*Stated problem*
Copy every one of the entries below word for word, keeping each line as it appears.

[Entries from a point annotation set]
** start **
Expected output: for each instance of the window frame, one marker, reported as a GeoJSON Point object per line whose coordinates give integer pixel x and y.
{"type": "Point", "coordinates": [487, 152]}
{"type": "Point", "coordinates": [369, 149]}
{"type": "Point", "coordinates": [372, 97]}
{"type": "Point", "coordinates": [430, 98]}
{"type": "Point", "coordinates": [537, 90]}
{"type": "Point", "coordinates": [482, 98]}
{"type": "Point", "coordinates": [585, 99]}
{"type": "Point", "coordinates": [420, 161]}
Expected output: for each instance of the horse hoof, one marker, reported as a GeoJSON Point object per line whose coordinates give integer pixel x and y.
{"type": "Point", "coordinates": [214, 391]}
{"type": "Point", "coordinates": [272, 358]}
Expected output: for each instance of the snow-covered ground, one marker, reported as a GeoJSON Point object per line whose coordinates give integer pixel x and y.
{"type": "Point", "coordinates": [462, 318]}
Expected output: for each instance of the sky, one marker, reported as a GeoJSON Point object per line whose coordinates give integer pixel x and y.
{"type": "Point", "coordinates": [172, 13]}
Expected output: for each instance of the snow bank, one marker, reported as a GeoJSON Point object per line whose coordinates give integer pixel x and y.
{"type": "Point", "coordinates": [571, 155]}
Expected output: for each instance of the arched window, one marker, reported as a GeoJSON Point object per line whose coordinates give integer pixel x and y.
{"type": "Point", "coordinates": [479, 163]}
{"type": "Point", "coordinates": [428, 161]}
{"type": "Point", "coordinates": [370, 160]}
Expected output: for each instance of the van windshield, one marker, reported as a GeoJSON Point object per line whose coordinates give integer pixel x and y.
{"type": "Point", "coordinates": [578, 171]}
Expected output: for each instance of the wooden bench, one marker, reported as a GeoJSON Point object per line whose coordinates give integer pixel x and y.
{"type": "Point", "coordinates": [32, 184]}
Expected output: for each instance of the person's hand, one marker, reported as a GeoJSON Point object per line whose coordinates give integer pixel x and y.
** end **
*Full response*
Expected output: for each instance of the window frame, one marker, reported as a GeoJSON Point object per line whose coordinates give integer pixel x and y.
{"type": "Point", "coordinates": [487, 152]}
{"type": "Point", "coordinates": [369, 149]}
{"type": "Point", "coordinates": [372, 97]}
{"type": "Point", "coordinates": [430, 98]}
{"type": "Point", "coordinates": [537, 90]}
{"type": "Point", "coordinates": [482, 98]}
{"type": "Point", "coordinates": [585, 99]}
{"type": "Point", "coordinates": [420, 161]}
Expected output: for each instance of the horse hoof, one marker, reported as a GeoJSON Point object per line whose coordinates give integer pixel x and y.
{"type": "Point", "coordinates": [214, 391]}
{"type": "Point", "coordinates": [272, 358]}
Expected output: for each instance of the snow-covered ground, one marker, reported as a GeoJSON Point object per line whose coordinates give integer pixel x and y.
{"type": "Point", "coordinates": [462, 318]}
Expected output: for each instance of the sky, one marker, reported as a GeoJSON Point object per line whose coordinates give integer pixel x and y.
{"type": "Point", "coordinates": [172, 13]}
Expected output: for each instance of the snow bank, one marker, reported as a GeoJSON Point object per line whose coordinates give integer pixel x and y.
{"type": "Point", "coordinates": [571, 155]}
Expected output: for each instance of the arched window, one marker, reported as a GeoJSON Point object per line whose coordinates give integer pixel x and y.
{"type": "Point", "coordinates": [479, 163]}
{"type": "Point", "coordinates": [428, 161]}
{"type": "Point", "coordinates": [370, 160]}
Expected output: for each instance of the van windshield, one marker, reported as a GeoJSON Point object per line whose coordinates give integer pixel x and y.
{"type": "Point", "coordinates": [578, 171]}
Expected output: for each instance of the wooden bench, one marker, reported as a GeoJSON Point object per line whose coordinates give integer pixel x and y.
{"type": "Point", "coordinates": [32, 184]}
Expected output: for each instance of the person's hand, one marker, reported as a GeoJSON Point object per line whose coordinates give integer pixel x and y.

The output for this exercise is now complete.